== Short task ==
Report every row below that contains the word "wheel", copying each such row in full. Case counts.

== Given information ==

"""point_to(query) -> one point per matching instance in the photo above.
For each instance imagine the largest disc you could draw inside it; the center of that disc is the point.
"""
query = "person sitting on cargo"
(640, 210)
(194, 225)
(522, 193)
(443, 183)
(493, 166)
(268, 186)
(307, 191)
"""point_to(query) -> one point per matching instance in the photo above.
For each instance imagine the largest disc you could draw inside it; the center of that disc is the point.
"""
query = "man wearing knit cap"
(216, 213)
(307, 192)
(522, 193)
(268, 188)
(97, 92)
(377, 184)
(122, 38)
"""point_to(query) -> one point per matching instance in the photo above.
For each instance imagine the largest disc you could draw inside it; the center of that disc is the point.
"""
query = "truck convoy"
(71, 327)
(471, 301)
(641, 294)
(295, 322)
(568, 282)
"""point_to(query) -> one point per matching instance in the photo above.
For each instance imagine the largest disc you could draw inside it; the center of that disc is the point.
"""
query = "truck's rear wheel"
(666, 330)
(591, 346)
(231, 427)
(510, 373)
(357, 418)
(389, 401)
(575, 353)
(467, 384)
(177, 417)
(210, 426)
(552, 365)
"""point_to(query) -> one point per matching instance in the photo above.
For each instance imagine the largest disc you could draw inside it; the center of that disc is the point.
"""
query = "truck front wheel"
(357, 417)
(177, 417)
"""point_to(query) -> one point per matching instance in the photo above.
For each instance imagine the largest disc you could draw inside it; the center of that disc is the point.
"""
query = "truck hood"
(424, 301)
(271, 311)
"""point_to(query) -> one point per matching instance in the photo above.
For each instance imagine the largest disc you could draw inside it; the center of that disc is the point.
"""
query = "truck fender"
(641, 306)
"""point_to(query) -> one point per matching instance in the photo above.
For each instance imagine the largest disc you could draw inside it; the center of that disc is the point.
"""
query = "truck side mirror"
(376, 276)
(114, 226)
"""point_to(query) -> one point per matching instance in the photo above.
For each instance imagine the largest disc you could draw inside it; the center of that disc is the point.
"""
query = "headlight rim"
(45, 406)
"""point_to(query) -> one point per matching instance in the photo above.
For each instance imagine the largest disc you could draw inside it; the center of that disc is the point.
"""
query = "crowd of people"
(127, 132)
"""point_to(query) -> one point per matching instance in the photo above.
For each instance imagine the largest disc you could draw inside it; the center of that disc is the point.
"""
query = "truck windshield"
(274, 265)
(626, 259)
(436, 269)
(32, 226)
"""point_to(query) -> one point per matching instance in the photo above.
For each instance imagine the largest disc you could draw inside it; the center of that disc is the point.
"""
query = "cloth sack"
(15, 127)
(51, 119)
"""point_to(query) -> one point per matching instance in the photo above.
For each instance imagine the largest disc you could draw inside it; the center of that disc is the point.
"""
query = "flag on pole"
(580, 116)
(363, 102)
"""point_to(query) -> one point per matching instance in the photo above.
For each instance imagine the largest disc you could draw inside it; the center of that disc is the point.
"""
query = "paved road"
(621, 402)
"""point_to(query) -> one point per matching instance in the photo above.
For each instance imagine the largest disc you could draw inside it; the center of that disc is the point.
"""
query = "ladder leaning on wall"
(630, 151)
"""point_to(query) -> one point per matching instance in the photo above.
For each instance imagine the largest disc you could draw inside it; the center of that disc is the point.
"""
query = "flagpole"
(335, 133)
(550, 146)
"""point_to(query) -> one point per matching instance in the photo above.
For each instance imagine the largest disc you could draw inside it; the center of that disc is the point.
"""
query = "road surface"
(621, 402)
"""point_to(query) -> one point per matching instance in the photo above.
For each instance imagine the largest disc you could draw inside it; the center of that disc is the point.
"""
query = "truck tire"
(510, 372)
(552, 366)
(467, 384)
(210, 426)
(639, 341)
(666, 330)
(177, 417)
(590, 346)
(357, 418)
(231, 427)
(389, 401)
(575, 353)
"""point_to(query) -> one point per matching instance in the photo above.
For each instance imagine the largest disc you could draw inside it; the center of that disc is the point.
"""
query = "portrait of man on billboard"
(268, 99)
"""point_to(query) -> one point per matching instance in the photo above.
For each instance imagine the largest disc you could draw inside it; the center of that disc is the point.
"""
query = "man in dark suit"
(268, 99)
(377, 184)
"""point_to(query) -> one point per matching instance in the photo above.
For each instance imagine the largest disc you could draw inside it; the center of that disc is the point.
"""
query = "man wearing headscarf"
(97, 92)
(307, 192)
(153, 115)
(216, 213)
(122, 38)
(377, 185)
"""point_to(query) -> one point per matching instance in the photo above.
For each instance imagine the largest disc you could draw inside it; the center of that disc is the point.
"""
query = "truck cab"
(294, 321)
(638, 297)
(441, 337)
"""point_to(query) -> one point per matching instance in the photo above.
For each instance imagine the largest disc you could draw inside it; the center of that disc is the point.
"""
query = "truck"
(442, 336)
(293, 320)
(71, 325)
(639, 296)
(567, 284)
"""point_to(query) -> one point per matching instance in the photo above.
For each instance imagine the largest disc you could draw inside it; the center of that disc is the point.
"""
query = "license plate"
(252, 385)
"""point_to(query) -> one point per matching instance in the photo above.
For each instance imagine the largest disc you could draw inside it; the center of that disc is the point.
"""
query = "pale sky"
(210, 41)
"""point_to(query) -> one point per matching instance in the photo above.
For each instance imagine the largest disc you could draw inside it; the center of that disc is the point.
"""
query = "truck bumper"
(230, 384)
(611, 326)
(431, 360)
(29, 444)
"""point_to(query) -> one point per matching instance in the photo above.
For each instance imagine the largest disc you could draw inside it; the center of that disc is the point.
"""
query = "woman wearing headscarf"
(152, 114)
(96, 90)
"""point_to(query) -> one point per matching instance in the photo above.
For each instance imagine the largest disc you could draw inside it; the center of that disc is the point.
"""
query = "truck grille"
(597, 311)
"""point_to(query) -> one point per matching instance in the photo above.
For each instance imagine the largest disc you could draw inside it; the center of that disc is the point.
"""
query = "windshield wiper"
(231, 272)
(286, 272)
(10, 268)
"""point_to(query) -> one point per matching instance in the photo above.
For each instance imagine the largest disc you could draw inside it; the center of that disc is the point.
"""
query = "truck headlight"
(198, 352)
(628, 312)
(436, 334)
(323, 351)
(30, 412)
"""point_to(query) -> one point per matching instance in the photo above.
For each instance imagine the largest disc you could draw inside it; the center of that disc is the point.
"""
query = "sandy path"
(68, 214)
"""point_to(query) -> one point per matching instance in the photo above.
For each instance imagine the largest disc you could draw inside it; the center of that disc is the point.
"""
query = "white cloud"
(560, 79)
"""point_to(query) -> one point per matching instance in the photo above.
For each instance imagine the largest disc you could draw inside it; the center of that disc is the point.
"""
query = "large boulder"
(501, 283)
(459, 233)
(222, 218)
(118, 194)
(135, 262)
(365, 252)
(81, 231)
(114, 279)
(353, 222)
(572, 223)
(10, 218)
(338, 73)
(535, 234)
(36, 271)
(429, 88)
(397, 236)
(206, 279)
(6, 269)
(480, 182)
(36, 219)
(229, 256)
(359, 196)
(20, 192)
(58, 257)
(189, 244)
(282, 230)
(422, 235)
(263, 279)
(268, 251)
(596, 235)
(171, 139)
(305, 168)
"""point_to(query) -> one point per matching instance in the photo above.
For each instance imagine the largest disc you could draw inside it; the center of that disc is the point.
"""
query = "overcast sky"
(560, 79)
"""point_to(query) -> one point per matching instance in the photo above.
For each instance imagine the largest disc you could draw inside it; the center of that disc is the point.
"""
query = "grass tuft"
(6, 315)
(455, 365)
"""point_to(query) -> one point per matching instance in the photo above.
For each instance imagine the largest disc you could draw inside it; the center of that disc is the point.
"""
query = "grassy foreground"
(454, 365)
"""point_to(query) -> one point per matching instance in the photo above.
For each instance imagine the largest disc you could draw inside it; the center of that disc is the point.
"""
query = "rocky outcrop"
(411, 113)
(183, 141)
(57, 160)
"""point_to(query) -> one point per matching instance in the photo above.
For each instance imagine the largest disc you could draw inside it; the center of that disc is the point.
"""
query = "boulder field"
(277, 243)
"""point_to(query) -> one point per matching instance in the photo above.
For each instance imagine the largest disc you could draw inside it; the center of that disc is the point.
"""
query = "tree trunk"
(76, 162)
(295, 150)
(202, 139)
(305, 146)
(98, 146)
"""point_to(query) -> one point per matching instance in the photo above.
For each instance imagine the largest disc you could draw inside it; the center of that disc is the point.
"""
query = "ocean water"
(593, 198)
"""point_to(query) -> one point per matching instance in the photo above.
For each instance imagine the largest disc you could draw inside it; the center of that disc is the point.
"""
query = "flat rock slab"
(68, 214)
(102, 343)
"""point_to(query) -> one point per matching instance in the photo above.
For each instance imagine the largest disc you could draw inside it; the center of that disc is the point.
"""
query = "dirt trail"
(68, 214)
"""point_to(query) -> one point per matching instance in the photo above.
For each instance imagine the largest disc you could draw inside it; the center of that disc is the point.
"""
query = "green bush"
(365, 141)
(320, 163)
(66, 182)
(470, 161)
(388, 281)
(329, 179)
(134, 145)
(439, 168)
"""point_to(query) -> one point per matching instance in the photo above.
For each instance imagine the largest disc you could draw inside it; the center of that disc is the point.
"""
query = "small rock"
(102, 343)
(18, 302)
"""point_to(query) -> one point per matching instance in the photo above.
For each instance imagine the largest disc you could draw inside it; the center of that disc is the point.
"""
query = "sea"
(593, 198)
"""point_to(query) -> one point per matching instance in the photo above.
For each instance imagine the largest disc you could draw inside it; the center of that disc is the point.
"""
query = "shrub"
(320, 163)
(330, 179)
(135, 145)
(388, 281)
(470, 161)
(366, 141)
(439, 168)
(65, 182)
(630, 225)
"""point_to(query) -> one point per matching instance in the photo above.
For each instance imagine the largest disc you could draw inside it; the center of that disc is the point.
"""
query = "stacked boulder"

== Correct answer ==
query = "truck's rear wheel"
query = "truck front wheel"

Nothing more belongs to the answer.